Problem A: Rewrite the part of the entries that opens with the line containing "If you could point out the metal" and runs through the end of the entries, keeping every line, requests included, but raising each point coordinate by 22.

Quoted passage:

These figures are stunning. But as we learn in the episode, China’s subordinate geoeconomic status in the nineteenth and twentieth centuries was the real historical anomaly. In the early modern period, and for centuries on-and-off beforehand, Chinese society was characterized by high living standards and flourishing commerce. As Hung notes in The China Boom, citing political scientist Joseph Nye, recent Chinese history is actually better understood as a “renaissance” than a “rise.”
The China Boom argues that despite growing Chinese geoeconomic and geopolitical power, China is unlikely to fundamentally upend the global capitalist system in the long term — in part because it has benefitted from that system. This point rhymes with the analysis of some other observers: Branko Milanovic, for example, suggests that competition between China and the United States is a contest between versions of capitalism rather than a clash of fundamentally different systems. A China-dominated world system would still be a capitalist world system.

Exercise materials:
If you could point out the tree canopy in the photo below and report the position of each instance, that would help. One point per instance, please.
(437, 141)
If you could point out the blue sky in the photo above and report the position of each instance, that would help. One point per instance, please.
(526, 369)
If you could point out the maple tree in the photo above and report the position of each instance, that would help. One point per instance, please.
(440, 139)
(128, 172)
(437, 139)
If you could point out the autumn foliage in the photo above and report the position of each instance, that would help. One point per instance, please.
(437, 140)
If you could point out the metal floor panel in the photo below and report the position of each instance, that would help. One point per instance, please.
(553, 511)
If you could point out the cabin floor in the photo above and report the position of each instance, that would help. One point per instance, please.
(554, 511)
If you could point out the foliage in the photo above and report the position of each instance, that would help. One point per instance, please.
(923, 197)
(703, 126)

Problem B: Name every person mentioned in the passage on China's place in the global economy.

Full response A:
If you could point out the metal floor panel in the photo below and report the position of each instance, that would help. One point per instance, please.
(575, 533)
If you could point out the cabin floor in the photo above and report the position of each instance, that would help. One point per instance, please.
(576, 533)
If you could point out the foliage in the photo above and report the position of each instance, that would help. One point per instance, please.
(945, 219)
(725, 148)

Full response B:
Hung
Joseph Nye
Branko Milanovic